### ESERCIZIO BREVE A
Nell'articolo su Khader Adnan, in quale momento lui ha sospeso lo sciopero della fame?
### ESERCIZIO BREVE B
Elenca tutte le parole ed espressioni che l'articolo su Khader Adnan riporta tra virgolette.
### ESERCIZIO BREVE C
Prosegui l'articolo su Khader Adnan, cominciando subito dopo la sua ultima frase.

### TESTO ESTRATTO

----

Lezioni da una montatura Cartoline da Eurabia, di Ugo Volli
Khader Adnan, il finto fornaio
Cari amici, vale la pena di trarre qualche insegnamento dalla vicenda di Khader Adnan, il “fornaio” sottoposto a detenzione amministrativa dall'esercito israeliano, che ha intrapreso uno sciopero della fame e l'ha sospeso quando è stato assicurato che alla scadenza del fermo, fra un paio di mesi, questo non sarà rinnovato se non saranno emersi nuovi elementi. Intorno al nome di Adnan era stata montata una campagna internazionale (arrivata anche in Italia per via del “Manifesto” e del “Fatto”) che ha giudicato questa assicurazione una “mezza vittoria”. In realtà si tratta di una montatura, come vedrete.

----

### RECORD FORNITI
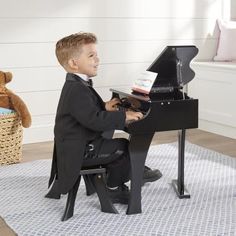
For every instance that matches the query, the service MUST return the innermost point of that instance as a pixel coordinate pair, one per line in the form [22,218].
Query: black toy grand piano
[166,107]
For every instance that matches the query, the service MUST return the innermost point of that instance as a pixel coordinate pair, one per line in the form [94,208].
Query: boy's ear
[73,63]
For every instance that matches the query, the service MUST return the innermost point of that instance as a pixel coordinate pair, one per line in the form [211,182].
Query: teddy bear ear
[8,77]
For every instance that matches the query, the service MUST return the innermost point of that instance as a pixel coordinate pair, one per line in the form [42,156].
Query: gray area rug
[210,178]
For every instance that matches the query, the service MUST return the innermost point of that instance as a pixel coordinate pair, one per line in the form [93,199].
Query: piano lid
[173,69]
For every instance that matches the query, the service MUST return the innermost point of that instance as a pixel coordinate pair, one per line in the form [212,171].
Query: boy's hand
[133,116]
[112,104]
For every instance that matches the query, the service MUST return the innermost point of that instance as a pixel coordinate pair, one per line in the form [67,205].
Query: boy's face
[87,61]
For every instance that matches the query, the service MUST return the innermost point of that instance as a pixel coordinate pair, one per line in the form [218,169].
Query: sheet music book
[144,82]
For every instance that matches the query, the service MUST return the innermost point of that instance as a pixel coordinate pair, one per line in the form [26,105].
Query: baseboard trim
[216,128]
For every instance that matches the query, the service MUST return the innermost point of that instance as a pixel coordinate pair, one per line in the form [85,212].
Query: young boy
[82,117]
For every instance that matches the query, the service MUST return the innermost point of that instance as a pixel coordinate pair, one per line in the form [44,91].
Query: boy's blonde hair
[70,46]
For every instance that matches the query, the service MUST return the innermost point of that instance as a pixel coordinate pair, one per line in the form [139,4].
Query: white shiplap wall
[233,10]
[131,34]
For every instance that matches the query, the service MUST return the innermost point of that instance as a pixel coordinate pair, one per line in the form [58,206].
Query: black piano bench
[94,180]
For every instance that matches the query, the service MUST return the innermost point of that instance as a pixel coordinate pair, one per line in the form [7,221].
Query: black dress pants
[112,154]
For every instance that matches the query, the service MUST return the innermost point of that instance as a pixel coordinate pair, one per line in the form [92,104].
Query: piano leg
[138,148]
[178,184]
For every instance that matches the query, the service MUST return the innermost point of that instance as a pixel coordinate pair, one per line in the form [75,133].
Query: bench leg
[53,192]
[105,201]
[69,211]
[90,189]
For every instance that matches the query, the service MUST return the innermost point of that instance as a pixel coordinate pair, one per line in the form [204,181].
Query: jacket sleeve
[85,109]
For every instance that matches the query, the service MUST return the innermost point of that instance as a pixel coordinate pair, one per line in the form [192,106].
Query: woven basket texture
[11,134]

----

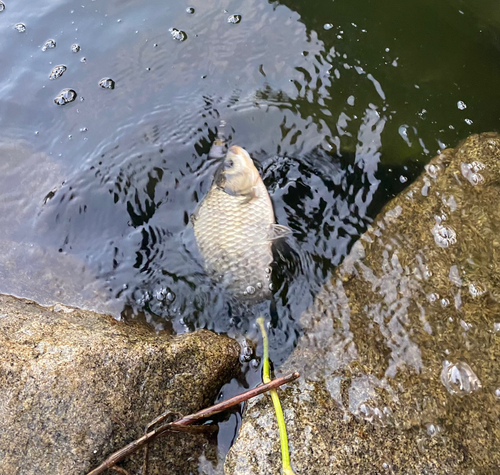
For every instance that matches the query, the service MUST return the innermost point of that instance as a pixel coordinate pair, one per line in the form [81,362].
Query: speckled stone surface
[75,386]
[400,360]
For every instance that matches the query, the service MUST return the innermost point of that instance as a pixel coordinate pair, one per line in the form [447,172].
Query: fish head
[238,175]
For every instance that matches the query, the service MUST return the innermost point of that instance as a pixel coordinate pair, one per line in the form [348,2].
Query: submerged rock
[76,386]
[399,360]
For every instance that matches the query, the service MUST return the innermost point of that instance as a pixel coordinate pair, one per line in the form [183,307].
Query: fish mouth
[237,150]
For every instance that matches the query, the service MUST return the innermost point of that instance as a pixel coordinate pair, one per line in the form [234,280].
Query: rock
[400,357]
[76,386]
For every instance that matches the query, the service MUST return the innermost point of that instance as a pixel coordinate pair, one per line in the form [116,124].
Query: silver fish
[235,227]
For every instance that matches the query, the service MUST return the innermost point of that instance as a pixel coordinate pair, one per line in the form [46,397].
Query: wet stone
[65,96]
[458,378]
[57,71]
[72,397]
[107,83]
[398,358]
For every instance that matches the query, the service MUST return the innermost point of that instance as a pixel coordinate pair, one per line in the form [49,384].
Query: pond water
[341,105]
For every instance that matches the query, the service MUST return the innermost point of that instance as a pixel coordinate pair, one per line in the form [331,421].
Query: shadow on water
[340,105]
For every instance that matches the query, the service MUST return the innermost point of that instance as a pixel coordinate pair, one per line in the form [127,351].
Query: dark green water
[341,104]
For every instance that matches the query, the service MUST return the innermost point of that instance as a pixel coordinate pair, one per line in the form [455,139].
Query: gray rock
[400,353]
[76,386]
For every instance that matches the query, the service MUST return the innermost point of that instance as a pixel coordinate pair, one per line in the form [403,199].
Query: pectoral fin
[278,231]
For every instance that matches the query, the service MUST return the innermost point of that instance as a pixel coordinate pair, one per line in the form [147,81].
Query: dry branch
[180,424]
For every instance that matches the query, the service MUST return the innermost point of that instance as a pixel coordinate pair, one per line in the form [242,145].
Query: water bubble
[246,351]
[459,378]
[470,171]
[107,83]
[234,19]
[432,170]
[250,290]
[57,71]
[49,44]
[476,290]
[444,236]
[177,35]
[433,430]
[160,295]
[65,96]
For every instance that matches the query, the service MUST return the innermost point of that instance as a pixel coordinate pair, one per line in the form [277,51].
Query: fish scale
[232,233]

----

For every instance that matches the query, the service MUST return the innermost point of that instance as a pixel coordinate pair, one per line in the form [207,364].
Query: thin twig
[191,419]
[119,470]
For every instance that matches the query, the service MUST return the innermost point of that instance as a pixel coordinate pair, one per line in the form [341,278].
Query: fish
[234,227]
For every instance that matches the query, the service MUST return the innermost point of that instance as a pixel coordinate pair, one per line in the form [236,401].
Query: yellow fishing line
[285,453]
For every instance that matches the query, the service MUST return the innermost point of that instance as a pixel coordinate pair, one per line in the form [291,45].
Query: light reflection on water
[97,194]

----

### SOLUZIONE A
Quando gli è stato assicurato che, alla scadenza del fermo, fra un paio di mesi, questo non sarebbe stato rinnovato se non fossero emersi nuovi elementi.

### SOLUZIONE B
- fornaio
- Manifesto
- Fatto
- mezza vittoria

### SOLUZIONE C
La prima osservazione è che Adnan non è affatto un pacifico artigiano, ma un agitatore terrorista. Guardate qui un video in cui lo si vede appellarsi ai partecipanti di un funerale, chiedendo loro chi sarà il prossimo a indossare una cintura esplosiva e a farsi saltare in aria col nemico: http://www.informazionecorretta.com Se questa non è apologia di reato e istigazione all'omicidio, non si capisce che cosa possa esserlo.
La seconda è che la detenzione amministrativa, regolata nei territori oltre la linea verde se non sbaglio ancora da una vecchia normativa britannica, è uno strumento perfettamente comune in tutti gli stati democratici: somiglia un po' al nostro fermo di polizia, o piuttosto alla detenzione in attesa di processo. Il fermo di Adnan era stato sottoposto all'inizio a un giudice che l'ha convalidato e può prolungarsi come accade anche in Italia quando le indagini sono in corso.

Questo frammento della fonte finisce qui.